### EXERCISE INSTRUCTIONS
Revise the records below by replacing every occurrence of "this photo" with "this image" and changing nothing else. Leave the pictures out of the revised version.

:::

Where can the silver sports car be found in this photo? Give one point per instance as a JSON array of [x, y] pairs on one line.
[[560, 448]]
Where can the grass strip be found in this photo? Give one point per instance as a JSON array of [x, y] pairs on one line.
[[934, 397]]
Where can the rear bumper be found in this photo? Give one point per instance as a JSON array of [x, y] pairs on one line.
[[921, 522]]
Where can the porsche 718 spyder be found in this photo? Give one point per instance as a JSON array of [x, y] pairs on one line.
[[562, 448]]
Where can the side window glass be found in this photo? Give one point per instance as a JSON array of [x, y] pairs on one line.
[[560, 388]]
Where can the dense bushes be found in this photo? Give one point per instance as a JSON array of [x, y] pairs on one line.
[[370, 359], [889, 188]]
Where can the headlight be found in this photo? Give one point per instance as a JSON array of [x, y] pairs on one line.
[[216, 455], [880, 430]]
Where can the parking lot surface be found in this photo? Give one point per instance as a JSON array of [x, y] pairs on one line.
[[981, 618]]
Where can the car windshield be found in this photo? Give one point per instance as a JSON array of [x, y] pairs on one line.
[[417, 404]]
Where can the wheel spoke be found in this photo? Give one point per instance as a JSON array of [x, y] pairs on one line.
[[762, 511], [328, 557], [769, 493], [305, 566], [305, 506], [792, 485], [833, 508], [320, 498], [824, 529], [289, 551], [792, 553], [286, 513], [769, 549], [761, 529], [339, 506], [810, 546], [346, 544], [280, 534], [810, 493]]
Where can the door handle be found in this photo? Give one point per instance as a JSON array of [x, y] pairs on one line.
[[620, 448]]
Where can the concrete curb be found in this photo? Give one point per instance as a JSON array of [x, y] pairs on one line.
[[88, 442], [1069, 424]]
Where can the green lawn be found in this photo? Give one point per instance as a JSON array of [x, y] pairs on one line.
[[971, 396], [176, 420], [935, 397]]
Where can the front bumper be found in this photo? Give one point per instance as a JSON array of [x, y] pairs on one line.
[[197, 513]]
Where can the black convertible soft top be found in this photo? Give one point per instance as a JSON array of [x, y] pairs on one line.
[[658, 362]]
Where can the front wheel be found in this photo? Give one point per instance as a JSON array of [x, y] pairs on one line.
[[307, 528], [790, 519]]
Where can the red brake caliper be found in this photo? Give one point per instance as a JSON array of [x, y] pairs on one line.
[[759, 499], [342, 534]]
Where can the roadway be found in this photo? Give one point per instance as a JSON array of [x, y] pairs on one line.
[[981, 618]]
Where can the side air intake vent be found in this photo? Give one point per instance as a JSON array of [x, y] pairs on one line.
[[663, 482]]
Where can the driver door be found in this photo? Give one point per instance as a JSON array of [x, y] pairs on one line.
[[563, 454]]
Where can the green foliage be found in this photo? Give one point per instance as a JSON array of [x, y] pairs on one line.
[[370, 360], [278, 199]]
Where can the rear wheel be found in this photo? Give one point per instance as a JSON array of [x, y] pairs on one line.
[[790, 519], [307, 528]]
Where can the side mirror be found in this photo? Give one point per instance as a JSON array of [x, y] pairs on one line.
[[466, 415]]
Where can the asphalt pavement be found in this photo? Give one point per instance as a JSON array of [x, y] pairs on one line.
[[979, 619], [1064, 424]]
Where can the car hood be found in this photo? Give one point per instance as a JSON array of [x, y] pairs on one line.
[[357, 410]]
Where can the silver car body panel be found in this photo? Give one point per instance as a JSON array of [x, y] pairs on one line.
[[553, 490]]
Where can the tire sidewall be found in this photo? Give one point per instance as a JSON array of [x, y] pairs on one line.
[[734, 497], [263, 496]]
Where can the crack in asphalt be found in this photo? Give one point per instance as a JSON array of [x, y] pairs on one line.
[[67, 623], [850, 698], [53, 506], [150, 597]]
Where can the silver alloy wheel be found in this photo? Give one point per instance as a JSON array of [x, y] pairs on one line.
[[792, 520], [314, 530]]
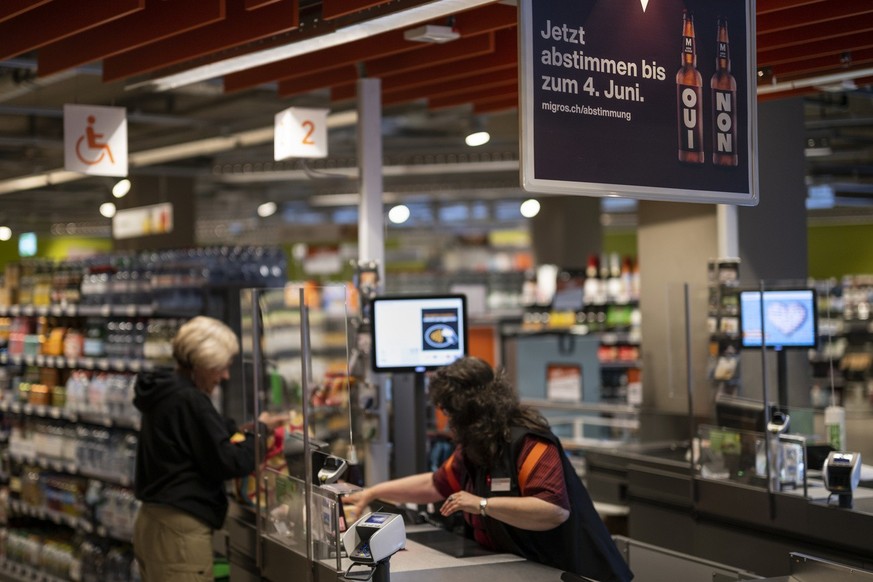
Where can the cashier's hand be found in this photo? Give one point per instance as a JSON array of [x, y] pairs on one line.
[[356, 503], [460, 501]]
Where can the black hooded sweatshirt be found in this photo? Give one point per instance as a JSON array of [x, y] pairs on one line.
[[185, 454]]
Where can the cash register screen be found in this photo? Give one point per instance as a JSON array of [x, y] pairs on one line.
[[418, 333], [377, 518]]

:::

### SOLUTION TO THIS PROBLEM
Where can the silver sports car be found in this image? Give one point per instance as a JSON array of [x, y] pairs on one line.
[[560, 448]]
Where can the grass strip be found in this image? Give one point per instance as a JSON array of [x, y] pairs on one line.
[[934, 397]]
Where can the rear bumper be found in this image? Give one point per instance as a JSON array of [x, y] pairs on one line.
[[921, 522]]
Where can the porsche 718 spyder be found in this image? Give one point per instance as a JSON array of [x, y] pairs on one line.
[[562, 448]]
Where can the side window glass be found in this image? Give one point per instance as a JSON array of [x, y] pairs on one line.
[[560, 388]]
Where can the dense bushes be found in this image? Give one point per instance as a JSON array of [x, y] pairs on one line.
[[370, 359], [889, 188]]
Where can the headlight be found in this image? Give one point per instance as a JSON array of [x, y] pairs on one line.
[[216, 455], [880, 430]]
Where can the parking lot surface be found in this image? Give one point per instance as a JSON array of [x, y] pairs on one line.
[[981, 618]]
Where can the car windshield be found in this image? Give one point per instance as a JSON array of [x, y] pairs on one line.
[[417, 404]]
Where can the wheel spoke be found in this image? Give one point per instance as a JSON array of [x, y] pairs on one line.
[[762, 511], [328, 557], [769, 493], [305, 566], [305, 506], [792, 485], [833, 508], [320, 498], [824, 529], [289, 551], [792, 553], [286, 513], [769, 549], [761, 529], [339, 506], [810, 546], [346, 544], [280, 534], [810, 493]]
Where can the door handle be found in this image? Give one point per instance as a JSON array of [x, y] pairs on one line.
[[620, 448]]
Where can the concrete curb be found in this image? Give one point per instance as a JSON array of [x, y] pairs on one line.
[[88, 442], [1069, 424]]
Where can the green lawn be found in this image? Give one point per instance as a JSON array of [x, y] pairs on one line.
[[971, 396], [176, 420], [935, 397]]
Where can the front bumper be found in this image? Give one point per instance as a JSON array of [x, y] pairs on one line.
[[197, 513]]
Where can the black convertible soft top be found in this image? Give one point per instance as a JSON array of [x, y] pairs on one line.
[[658, 362]]
Where can the front wheel be found in this image? Give one point per instance as a JSON array of [x, y] pairs on one line.
[[307, 528], [790, 519]]
Where can the red brake caliper be found in this image? Give one point per instance as a JSON array of [x, y] pairs on one line.
[[759, 499], [342, 534]]
Where can the roadway be found in this image? Give one point per instance as a JSON array of [x, y] pairs on one line.
[[981, 618]]
Where can the side air intake vent be found in this image? Give one point per instance as a JSON array of [x, y] pairs on one line.
[[663, 482]]
Where can the driver door be found in this image? Give one point per instance as a JSON array of [x, y] pairs on one line.
[[563, 454]]
Where can the green foliage be found in this image? Give one point per instance as a JSON array of [x, y] pairs on one line.
[[370, 360], [278, 199]]
Where can the rear wheel be found in this image? Give one point per instance as a JSON array of [x, y] pairs on one line.
[[790, 519], [307, 528]]
Where can the side mirror be found in this image? Give one point per instance as a JSON array of [x, y] pairs on one line.
[[466, 415]]
Where can the asphalt pavement be found in this image? Give one point per instance as a JSON array of [x, y] pairs on one line.
[[979, 619], [1064, 424]]
Where can the car hood be found in this image? Give one point per instance as a JSON array of [x, y] pairs on one line.
[[357, 410]]
Where can the silver car body panel be found in this image? Give one point per instance as a JSON array of [x, y] pairs on one line.
[[553, 490]]
Where can the tire sidewall be found in this image? Give one point per instance as a JSON array of [x, y] pairs on one line.
[[734, 497], [263, 496]]
Where can the crack in asphalt be found in this image? Give one point per instance as a JSON array of [x, y] pairs on one line.
[[67, 623], [850, 698], [53, 506], [150, 597]]
Where can the silver alloy wheel be found in this image? Give one point per instance as a JSON array of [x, y] pairs on one line.
[[792, 520], [314, 530]]
Where can the cashier's hand be found in this image? Give one point per instance as a JSON array of [x, y] pairs on one line.
[[356, 503], [460, 501]]
Where can the black hooded sweatshirt be found in this image? Give one point per instance as a JSON array of [x, y] pairs on one line.
[[185, 454]]
Where can the cash register screen be found in this image? Give one point per instance as a JSON array of [x, y] pairs on one line.
[[418, 333], [377, 518]]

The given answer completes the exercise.